◆ **TASK**:
Count the lines in the entries below that contain the string "branch", treating uppercase and lowercase as different. Reply with the number alone.

Extracted data entries
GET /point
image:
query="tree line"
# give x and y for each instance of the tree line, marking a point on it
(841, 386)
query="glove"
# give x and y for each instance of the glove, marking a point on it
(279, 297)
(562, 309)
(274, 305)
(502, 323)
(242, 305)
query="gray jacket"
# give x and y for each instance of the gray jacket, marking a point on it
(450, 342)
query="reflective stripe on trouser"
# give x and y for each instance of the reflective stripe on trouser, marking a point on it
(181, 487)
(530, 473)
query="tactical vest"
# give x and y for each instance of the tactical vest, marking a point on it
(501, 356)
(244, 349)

...

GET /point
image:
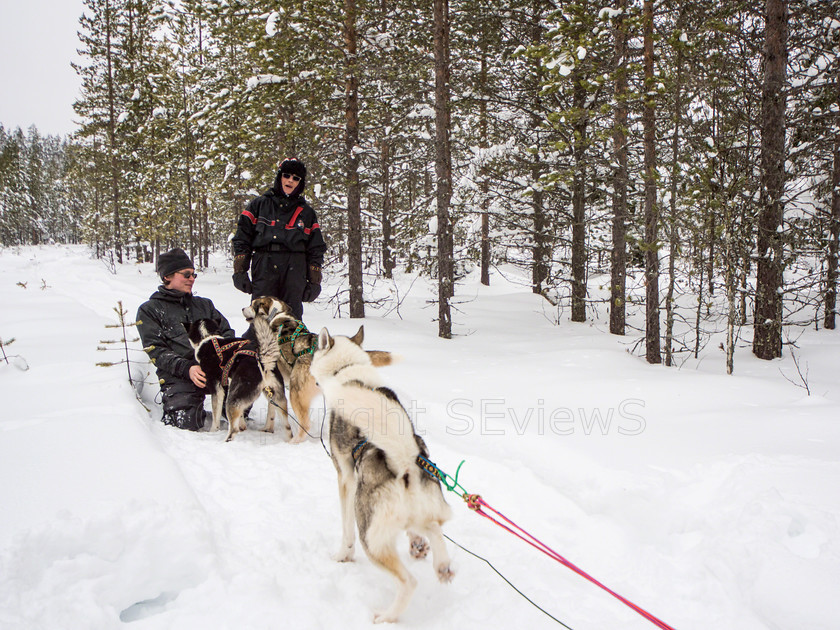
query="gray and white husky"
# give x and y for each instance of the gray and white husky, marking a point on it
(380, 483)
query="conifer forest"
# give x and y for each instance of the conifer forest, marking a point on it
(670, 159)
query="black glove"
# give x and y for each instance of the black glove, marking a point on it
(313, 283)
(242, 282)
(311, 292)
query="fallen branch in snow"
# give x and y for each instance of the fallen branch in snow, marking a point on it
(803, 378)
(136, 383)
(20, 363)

◆ **RESPONSE TO THE TASK**:
2